>> Start Data for this task

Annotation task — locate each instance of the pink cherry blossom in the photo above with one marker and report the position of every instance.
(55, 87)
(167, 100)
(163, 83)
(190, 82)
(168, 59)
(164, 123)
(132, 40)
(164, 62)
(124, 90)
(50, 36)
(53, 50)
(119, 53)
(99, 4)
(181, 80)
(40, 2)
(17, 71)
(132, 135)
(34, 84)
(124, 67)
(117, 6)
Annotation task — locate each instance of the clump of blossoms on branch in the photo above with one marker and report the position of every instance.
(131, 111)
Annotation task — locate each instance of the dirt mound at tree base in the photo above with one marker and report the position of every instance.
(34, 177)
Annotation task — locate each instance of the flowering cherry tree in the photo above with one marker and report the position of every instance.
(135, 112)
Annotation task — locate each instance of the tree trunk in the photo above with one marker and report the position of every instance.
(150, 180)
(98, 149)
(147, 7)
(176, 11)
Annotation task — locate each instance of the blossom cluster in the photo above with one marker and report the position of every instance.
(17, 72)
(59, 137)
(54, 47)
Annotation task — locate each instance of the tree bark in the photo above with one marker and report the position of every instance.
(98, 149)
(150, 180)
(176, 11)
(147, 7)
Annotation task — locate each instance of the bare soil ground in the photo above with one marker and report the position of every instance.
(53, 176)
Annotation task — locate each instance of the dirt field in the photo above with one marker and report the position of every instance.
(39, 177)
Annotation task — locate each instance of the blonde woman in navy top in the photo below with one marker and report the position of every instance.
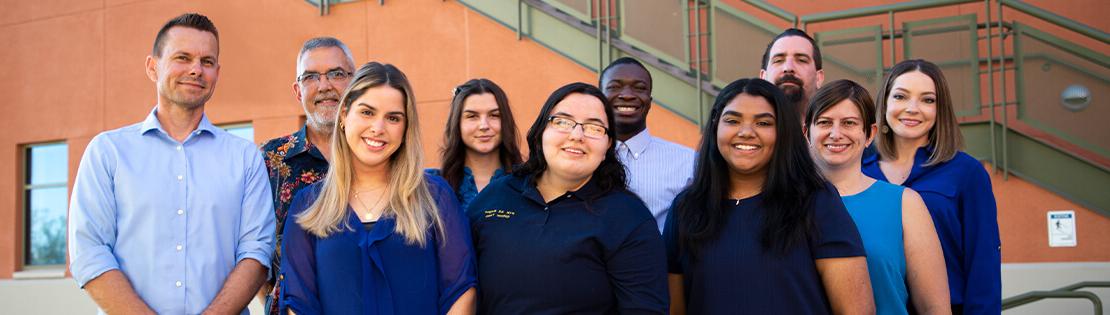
(376, 235)
(904, 255)
(919, 148)
(759, 231)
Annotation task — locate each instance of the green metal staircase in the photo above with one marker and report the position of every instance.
(1017, 123)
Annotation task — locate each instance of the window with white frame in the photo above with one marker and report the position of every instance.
(44, 203)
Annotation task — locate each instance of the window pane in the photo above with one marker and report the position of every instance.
(242, 131)
(48, 164)
(47, 226)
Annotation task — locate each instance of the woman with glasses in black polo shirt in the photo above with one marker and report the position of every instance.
(562, 234)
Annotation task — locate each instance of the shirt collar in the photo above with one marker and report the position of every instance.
(637, 143)
(525, 184)
(152, 123)
(301, 145)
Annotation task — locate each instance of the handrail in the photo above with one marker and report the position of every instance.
(1067, 292)
(1038, 295)
(879, 10)
(774, 10)
(1057, 19)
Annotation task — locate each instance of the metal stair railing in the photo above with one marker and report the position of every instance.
(1067, 292)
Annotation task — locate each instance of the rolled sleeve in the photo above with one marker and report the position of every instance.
(92, 214)
(256, 224)
(455, 252)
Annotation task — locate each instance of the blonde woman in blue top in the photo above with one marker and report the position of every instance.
(376, 235)
(919, 145)
(904, 255)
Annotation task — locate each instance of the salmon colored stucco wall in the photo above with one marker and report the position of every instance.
(77, 70)
(74, 69)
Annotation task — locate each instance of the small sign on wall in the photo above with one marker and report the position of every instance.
(1061, 229)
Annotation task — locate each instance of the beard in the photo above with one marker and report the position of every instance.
(794, 93)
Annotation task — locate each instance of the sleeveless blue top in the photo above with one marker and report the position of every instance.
(877, 213)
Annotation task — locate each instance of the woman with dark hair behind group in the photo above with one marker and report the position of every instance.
(759, 231)
(562, 234)
(480, 142)
(919, 145)
(902, 252)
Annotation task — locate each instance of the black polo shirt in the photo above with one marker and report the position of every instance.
(586, 252)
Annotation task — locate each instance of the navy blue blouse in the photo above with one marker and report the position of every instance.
(961, 203)
(356, 271)
(735, 275)
(586, 252)
(467, 189)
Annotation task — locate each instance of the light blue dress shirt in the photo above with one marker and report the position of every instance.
(658, 170)
(173, 216)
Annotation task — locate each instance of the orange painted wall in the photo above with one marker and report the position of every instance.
(76, 69)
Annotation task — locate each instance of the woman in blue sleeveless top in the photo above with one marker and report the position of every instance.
(919, 148)
(897, 231)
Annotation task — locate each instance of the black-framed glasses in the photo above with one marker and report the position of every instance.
(313, 78)
(566, 125)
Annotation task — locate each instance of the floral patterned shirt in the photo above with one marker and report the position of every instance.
(293, 163)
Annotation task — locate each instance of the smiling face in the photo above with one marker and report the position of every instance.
(746, 135)
(790, 65)
(911, 108)
(188, 69)
(837, 136)
(321, 97)
(628, 88)
(480, 124)
(374, 128)
(573, 155)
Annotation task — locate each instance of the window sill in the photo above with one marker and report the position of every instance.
(40, 273)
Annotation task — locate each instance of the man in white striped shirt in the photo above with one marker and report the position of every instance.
(658, 170)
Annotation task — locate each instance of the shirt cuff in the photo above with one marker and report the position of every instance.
(97, 262)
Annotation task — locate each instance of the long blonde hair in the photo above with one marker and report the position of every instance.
(411, 203)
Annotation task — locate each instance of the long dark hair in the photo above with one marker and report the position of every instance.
(791, 179)
(454, 150)
(609, 175)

>> End Data for this task

- [Set task]: Repeat the material above verbatim, with no pictures in the output.

- [Response]:
Annotation task — locate each instance of the pink cherry blossom in the photo above with one marker and report the position of every instance.
(55, 87)
(167, 100)
(163, 83)
(190, 82)
(168, 59)
(164, 123)
(132, 40)
(164, 62)
(124, 90)
(50, 36)
(53, 50)
(119, 53)
(99, 4)
(181, 80)
(40, 2)
(17, 71)
(132, 135)
(34, 84)
(124, 67)
(117, 6)
Annotation task — locate each instance of the clump of blossoms on branch in the photo above with one marker and report the position of every instance.
(131, 111)
Annotation task — locate each instance of the dirt mound at tree base in the photo above with one marker and report the position of every instance.
(34, 177)
Annotation task — locate each instance of the flowering cherry tree in the photo above with one marker and report the position of every instance.
(135, 112)
Annotation task — locate each instance of the tree trunk in the photo above with one marker and report the position of every instance.
(150, 180)
(98, 149)
(147, 7)
(176, 11)
Annotation task — locate each instance of the blossom cluster in the photo above with one marker and report the position of every instance.
(17, 72)
(59, 137)
(54, 47)
Annotation task — locate each instance of the tree bark in the photo above with one marker and report the position of every instance.
(98, 149)
(150, 180)
(176, 11)
(147, 7)
Annotation task — locate each instance of the bare soil ground in the photo above with one marker and report the position of every instance.
(53, 176)
Annotation task — locate each instance of the dirt field in the photo above with one marker and report the position of every instance.
(39, 177)
Annotation task — locate each instance of the blonde woman in navy top in the photo below with one marker and report the position of every instance.
(376, 235)
(904, 255)
(919, 148)
(759, 231)
Annotation task — locate each instance of the green metal staircase in the photo above with one marker and report the position of every instance.
(1017, 123)
Annotation task — locate each instance of the window with white frame in the photo above with one marker and report the position of every instance.
(44, 203)
Annotation task — locate each instance of the window pane in the photo above with one marker and report the position of every instance.
(242, 131)
(48, 164)
(47, 226)
Annotation task — locate each instance of the woman with glasses in black polo shirt in the photo above with one marker and report the position of every instance.
(562, 234)
Annotation task — locate each instance of the shirt collar in the photo above with one marker and report the position of every instance.
(637, 143)
(525, 184)
(152, 123)
(301, 145)
Annotation task — locate each instance of the handrail in the photo above with one marker and report the position of every instance.
(1067, 292)
(1038, 295)
(879, 10)
(774, 10)
(1057, 19)
Annotation task — locate each instance of the metal stair railing in the photo above with one marker and report the position of every instance.
(1067, 292)
Annotation task — locate each instance of the rolled sleeve in the photo above with one marker and report the position of every instance.
(92, 214)
(256, 224)
(455, 252)
Annotation task — locate each instance of the blonde woman in blue top in the photo above with one marker and report the position of every instance.
(376, 235)
(919, 145)
(904, 255)
Annotation task — locate each instance of the salmon colored stucco wall in the photo above with one marker and report the position of every instance.
(77, 70)
(74, 69)
Annotation task — locate each instance of the small sign on wall in the photo above with one marker and report the position of every instance.
(1061, 229)
Annotation task — locate each instance of the beard in the photo above with one marker and report the position of every instance.
(794, 93)
Annotation task — locate each instance of the sleeveless blue top in the photo above with one marker and report the position of every instance.
(877, 213)
Annotation task — locate each instance of the woman with dark hair behind group in the photo above with one marker and report the position of every instance.
(759, 231)
(562, 234)
(480, 142)
(919, 145)
(902, 252)
Annotation task — locate each instance of the black polo shirt in the photo above with one marker and report the position of every instance.
(586, 252)
Annotation task — locate each instance of the navy blue blouse in the photo above with one marker and report the position of every instance.
(961, 203)
(356, 271)
(735, 275)
(586, 252)
(467, 189)
Annotation task — locate each instance of the light blue dress shirt in the photo above with one marker and report the position of every instance.
(658, 170)
(173, 216)
Annotation task — locate each instance of the orange painted wall in the photo above with one marker and report the position of every instance.
(76, 69)
Annotation task — locate each instance of the woman in blue sleeveless top in the photo above with one marker and report the position of every instance.
(919, 148)
(897, 231)
Annotation task — locate each instance of the black-framed glasses in the photo above with one marker and report the position of every instance.
(313, 78)
(566, 125)
Annotation task — locate each instance of the floral patterned shirt in the photo above with one marker and report the position of every instance.
(293, 163)
Annotation task — locate each instance of the smiling face in the photo above with one marker and report the position of every instance.
(746, 135)
(790, 65)
(911, 108)
(188, 69)
(837, 136)
(321, 97)
(628, 88)
(480, 124)
(374, 128)
(573, 155)
Annotation task — locate each instance of the window sill in the photo above with one marker and report the position of every instance.
(40, 273)
Annotation task — locate each instance of the man in white striped shirt in the photo above with one marker and report the position of every instance.
(658, 170)
Annotation task — locate each instance of the shirt cuff in the photo above with one marker and report the position of every instance.
(97, 262)
Annotation task — locate each instance of the long blonde hair in the photo above with one marker and report the position of every instance.
(411, 203)
Annotation task — locate each instance of the long dark hair in the photo above with one marker and report the position of every instance.
(791, 179)
(454, 150)
(609, 175)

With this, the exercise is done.